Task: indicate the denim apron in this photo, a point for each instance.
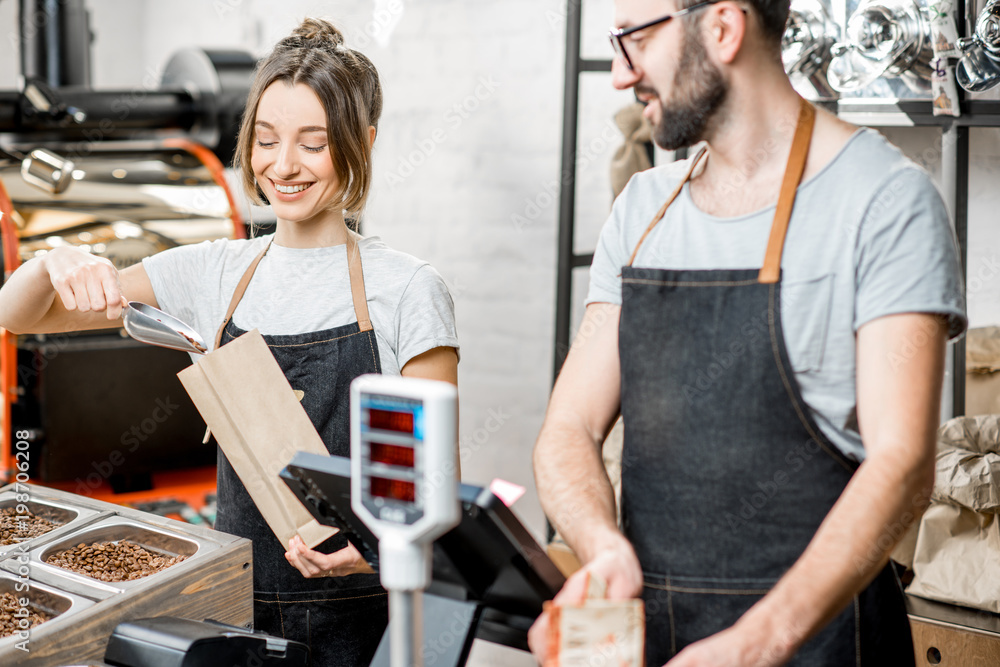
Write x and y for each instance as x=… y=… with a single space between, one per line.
x=725 y=475
x=341 y=618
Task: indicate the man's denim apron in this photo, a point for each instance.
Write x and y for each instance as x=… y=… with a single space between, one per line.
x=341 y=618
x=725 y=475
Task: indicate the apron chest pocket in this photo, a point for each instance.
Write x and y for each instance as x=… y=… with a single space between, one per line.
x=805 y=318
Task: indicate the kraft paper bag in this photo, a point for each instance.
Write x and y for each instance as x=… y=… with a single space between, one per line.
x=957 y=556
x=246 y=400
x=597 y=631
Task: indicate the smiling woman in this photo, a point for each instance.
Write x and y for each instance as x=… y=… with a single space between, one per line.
x=330 y=304
x=346 y=108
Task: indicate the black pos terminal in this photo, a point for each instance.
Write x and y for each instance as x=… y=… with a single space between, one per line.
x=490 y=577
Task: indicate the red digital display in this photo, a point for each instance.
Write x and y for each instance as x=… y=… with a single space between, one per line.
x=393 y=489
x=393 y=455
x=390 y=420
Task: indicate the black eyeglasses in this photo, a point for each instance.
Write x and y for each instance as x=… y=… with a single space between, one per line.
x=616 y=34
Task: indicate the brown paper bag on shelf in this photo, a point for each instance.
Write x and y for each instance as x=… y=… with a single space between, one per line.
x=958 y=544
x=246 y=400
x=982 y=371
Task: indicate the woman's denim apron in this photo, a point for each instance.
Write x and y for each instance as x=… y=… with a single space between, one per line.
x=725 y=475
x=341 y=618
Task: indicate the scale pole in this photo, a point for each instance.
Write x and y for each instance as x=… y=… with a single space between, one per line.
x=405 y=629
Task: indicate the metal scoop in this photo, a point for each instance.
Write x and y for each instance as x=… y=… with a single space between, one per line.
x=153 y=326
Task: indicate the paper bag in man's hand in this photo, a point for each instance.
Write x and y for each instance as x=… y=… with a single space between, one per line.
x=246 y=400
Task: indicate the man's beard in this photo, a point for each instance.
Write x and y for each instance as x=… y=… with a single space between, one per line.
x=699 y=91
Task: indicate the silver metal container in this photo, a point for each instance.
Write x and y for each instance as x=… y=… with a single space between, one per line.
x=112 y=529
x=70 y=516
x=61 y=605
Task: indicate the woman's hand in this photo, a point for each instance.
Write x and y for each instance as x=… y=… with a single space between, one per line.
x=84 y=282
x=313 y=564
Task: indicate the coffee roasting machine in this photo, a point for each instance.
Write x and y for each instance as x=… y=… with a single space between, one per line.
x=123 y=174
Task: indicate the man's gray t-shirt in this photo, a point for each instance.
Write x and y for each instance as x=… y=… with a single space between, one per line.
x=869 y=237
x=300 y=290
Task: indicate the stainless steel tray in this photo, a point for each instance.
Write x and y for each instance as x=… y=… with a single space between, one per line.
x=64 y=606
x=112 y=529
x=70 y=516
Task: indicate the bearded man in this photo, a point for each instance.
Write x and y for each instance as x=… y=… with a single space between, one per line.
x=770 y=318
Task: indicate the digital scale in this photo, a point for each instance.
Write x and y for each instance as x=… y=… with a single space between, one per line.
x=398 y=501
x=404 y=486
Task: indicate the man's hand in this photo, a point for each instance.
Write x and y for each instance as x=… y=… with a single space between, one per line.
x=734 y=647
x=313 y=564
x=616 y=564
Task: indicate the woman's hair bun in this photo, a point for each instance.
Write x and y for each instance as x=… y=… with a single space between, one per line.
x=318 y=30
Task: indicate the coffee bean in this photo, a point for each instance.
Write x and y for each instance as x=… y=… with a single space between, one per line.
x=112 y=561
x=16 y=527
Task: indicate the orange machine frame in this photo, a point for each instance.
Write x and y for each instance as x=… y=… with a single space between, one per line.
x=189 y=486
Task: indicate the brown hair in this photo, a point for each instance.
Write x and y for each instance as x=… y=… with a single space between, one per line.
x=347 y=85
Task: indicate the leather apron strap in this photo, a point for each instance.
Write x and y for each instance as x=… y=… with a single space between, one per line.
x=794 y=168
x=355 y=273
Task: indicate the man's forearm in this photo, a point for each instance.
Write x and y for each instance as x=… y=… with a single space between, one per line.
x=850 y=548
x=573 y=487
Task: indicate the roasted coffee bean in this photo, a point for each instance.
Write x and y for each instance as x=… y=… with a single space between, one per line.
x=112 y=561
x=9 y=623
x=16 y=527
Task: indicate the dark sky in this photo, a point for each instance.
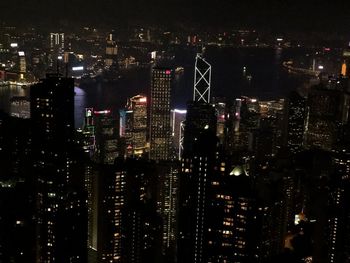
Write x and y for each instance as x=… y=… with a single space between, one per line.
x=277 y=14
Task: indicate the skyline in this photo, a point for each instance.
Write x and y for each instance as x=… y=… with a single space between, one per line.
x=273 y=15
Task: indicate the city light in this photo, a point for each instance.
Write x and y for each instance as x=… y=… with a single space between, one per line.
x=78 y=68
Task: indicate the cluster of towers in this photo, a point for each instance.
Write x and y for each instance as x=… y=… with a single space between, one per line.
x=238 y=180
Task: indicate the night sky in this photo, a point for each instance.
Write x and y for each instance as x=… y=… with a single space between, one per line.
x=274 y=14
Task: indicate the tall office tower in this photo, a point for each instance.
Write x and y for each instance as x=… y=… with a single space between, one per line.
x=327 y=111
x=20 y=107
x=243 y=119
x=111 y=53
x=202 y=80
x=61 y=216
x=22 y=65
x=126 y=226
x=197 y=173
x=177 y=125
x=88 y=133
x=296 y=114
x=338 y=229
x=199 y=117
x=344 y=69
x=106 y=136
x=220 y=110
x=168 y=174
x=17 y=201
x=133 y=126
x=57 y=47
x=160 y=131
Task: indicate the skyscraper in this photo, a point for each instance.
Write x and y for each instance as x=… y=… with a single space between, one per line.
x=296 y=114
x=61 y=215
x=106 y=136
x=328 y=108
x=160 y=130
x=133 y=126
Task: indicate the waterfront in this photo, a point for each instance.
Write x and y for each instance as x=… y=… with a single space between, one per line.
x=255 y=72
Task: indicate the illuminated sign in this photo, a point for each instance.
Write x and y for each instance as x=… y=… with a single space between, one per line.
x=180 y=111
********************
_Activity_: Leaving out each picture, repeat exactly the lines above from the one that contains "Task: indicate the roasted" through the one that contains "Task: indicate the skyscraper".

_Response to this task_:
Task: indicate the roasted coffee bean in this photo, a point for each instance.
Write x and y for each instance as x=… y=… with a single space between, one per line.
x=112 y=561
x=9 y=623
x=16 y=527
Task: indicate the dark sky in this photo, a point for each instance.
Write x and y for each instance as x=… y=… with a single space between, one per line.
x=277 y=14
Task: indicate the skyline in this photo, a point for each instance.
Write x and y for each instance as x=… y=… with a single space between, one per line.
x=273 y=15
Task: indicate the city light in this photo, a point for each instance.
Write x and y for each instance as x=… y=… with a single space between, one per line.
x=78 y=68
Task: indicate the cluster of towers in this photo, a point for each instance.
Write x and y for each instance as x=… y=… with a single space between, one per line.
x=238 y=180
Task: indicate the night sky in this photo, a point for each instance.
Write x and y for each instance as x=… y=… with a single space between, one per line.
x=274 y=14
Task: indicate the tall office tower in this photo, a point for each instance.
Write x and y for each instance as x=… y=… with a single space between, one per line.
x=327 y=111
x=20 y=107
x=243 y=119
x=111 y=53
x=202 y=80
x=61 y=216
x=22 y=65
x=126 y=226
x=197 y=173
x=177 y=125
x=88 y=133
x=296 y=114
x=338 y=229
x=199 y=117
x=344 y=69
x=106 y=136
x=220 y=110
x=168 y=174
x=17 y=201
x=133 y=126
x=57 y=47
x=160 y=131
Task: indicate the skyscraper in this photo, a point for each instance.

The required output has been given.